Quoted passage ::
----
Hominin Obstetrics and the Evolution of Constraints

Abstract

Birth is significantly more complicated and dangerous in modern humans than in other great apes. This disparity is often hypothesized to be the result of evolutionary constraints on obstetric dimensions related to bipedalism and/or thermoregulation in later hominins. Previous attempts to test such hypotheses have used biomechanical methods and results have been mixed. But evolutionary constraints, restrictions or limitations on the course or outcome of evolution, are the result of an interaction between selective pressures and genetic constraints—the latter revealed in patterns of integration. Integration between traits can result in directional or stabilizing selection on one trait leading to correlated responses in other traits, which can bias and constrain evolutionary trajectories. Therefore, trait evolution may be constrained for reasons separate from those that can be estimated using biomechanical models, and to study evolutionary constraints it is necessary to understand the role genetic constraints play in morphological change. The results presented here show that genetic constraints can significantly reduce the evolutionary potential of the birth canal to evolve in humans, apes, and likely earlier hominins, but also point to an overall reduction in the level of constraints during hominin evolution. These findings suggest that divergent selection pressures for obstetric requirements and other pelvic functions in hominins reduced levels of genetic constraint on birth canal evolution, likely lowering the amount of time needed for evolutionary change, and permitting morphological evolution along a trajectory that might have previously been difficult or impossible to traverse.
----
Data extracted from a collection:
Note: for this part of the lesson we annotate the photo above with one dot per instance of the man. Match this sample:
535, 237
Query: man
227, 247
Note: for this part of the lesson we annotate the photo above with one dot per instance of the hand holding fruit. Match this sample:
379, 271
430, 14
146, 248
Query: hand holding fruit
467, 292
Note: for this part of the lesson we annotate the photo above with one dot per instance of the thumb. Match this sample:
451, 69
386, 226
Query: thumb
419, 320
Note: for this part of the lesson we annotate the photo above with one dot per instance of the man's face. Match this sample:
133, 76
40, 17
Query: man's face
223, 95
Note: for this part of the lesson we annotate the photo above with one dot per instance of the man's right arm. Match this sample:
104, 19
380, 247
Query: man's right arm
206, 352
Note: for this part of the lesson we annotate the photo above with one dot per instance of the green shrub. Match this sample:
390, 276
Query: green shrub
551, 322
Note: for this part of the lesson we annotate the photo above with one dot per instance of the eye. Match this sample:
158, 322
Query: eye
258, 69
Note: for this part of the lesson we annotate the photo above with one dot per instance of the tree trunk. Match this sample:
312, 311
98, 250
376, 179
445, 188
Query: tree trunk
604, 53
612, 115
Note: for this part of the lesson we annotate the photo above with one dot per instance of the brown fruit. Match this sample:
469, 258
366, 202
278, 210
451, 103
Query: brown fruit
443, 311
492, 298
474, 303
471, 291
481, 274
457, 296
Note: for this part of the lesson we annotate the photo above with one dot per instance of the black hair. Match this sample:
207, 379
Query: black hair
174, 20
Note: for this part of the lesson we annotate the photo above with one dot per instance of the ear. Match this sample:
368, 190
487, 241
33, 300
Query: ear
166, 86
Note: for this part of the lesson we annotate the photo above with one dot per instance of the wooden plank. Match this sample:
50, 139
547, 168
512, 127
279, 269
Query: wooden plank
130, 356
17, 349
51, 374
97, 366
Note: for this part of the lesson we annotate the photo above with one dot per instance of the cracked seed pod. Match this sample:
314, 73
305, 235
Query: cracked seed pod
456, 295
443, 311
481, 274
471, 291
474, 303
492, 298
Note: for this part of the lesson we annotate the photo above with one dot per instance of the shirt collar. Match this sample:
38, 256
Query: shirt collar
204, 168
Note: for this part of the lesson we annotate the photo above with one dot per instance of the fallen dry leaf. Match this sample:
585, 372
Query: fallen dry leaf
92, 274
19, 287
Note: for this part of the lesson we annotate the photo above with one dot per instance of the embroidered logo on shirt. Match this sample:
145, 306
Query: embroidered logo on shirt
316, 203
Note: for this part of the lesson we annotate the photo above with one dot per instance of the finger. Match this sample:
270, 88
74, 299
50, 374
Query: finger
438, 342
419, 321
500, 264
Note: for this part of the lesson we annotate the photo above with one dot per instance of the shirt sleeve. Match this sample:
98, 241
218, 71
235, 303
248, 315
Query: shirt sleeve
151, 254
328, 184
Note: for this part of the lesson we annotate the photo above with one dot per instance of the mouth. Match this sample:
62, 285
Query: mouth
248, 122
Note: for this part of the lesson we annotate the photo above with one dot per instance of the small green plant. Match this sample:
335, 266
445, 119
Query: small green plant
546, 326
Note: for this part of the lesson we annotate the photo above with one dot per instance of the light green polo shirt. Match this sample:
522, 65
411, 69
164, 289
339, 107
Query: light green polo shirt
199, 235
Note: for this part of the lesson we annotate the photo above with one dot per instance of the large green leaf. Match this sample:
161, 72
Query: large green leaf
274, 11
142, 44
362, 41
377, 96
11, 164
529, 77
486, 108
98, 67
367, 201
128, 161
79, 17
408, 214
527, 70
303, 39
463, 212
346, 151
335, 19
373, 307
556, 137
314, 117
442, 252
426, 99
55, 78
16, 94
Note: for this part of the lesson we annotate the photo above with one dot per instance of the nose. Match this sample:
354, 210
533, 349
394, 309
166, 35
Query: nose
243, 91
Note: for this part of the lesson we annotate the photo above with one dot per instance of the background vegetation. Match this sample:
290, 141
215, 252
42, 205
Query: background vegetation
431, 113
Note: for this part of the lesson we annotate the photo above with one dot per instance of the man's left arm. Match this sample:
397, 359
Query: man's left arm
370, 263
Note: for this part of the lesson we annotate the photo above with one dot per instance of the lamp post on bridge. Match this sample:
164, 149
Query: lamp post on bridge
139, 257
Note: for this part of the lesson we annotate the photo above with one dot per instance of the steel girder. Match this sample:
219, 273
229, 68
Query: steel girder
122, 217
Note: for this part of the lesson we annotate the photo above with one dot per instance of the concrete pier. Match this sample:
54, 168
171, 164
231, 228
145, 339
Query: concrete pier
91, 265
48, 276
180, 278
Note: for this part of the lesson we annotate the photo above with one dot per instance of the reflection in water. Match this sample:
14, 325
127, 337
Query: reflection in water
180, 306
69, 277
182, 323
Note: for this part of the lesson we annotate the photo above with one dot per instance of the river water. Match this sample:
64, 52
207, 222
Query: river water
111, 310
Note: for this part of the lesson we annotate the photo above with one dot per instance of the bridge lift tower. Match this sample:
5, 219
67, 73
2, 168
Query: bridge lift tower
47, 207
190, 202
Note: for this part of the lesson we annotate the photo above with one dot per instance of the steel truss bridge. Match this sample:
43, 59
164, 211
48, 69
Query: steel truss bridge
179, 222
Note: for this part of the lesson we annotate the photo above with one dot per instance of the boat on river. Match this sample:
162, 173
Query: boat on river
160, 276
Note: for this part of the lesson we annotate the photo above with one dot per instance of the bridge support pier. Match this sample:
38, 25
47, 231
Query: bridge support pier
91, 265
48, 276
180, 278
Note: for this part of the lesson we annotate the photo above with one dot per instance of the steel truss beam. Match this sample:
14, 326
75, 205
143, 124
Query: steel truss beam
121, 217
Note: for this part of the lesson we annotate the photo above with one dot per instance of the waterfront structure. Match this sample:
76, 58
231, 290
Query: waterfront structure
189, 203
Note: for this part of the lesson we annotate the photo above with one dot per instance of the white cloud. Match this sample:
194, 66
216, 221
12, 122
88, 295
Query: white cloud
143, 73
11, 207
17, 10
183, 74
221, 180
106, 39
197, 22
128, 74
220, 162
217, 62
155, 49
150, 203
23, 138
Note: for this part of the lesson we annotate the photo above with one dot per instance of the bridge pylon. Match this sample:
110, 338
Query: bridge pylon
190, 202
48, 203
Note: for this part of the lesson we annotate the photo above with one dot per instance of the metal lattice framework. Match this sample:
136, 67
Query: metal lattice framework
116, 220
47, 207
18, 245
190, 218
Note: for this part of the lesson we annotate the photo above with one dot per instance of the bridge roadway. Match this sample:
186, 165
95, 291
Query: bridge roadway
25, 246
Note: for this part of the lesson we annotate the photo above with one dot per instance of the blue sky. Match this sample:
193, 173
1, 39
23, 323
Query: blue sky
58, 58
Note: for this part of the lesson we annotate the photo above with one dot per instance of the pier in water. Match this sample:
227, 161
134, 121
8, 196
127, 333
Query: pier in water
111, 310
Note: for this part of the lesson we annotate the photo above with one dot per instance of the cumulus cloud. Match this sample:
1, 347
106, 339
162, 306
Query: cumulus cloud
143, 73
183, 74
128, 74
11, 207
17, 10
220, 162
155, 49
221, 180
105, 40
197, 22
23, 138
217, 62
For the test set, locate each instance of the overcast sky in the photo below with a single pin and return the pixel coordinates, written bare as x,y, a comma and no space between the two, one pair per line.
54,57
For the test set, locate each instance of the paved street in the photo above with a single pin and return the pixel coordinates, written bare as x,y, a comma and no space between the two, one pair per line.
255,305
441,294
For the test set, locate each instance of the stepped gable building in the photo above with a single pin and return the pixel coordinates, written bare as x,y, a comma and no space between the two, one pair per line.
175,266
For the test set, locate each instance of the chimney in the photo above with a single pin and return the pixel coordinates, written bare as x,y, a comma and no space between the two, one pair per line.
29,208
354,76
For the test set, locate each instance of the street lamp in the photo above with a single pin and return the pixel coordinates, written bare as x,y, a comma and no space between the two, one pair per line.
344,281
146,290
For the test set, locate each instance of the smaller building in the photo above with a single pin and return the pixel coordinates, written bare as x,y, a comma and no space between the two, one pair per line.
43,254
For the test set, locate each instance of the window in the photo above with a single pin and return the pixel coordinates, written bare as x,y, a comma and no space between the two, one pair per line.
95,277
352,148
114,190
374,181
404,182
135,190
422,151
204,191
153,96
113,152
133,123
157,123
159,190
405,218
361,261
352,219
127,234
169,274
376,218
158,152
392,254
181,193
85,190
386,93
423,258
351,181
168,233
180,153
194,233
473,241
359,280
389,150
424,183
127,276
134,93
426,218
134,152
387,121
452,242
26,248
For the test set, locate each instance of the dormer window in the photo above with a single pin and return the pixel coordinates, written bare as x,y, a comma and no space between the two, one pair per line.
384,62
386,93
----
Work instruction :: According to the abstract on hominin obstetrics, in which groups can genetic constraints significantly reduce the birth canal's potential to evolve? List every group it names. These records have no connection to the text.

Answer to this task ::
- Humans
- Apes
- Earlier hominins (described as "likely")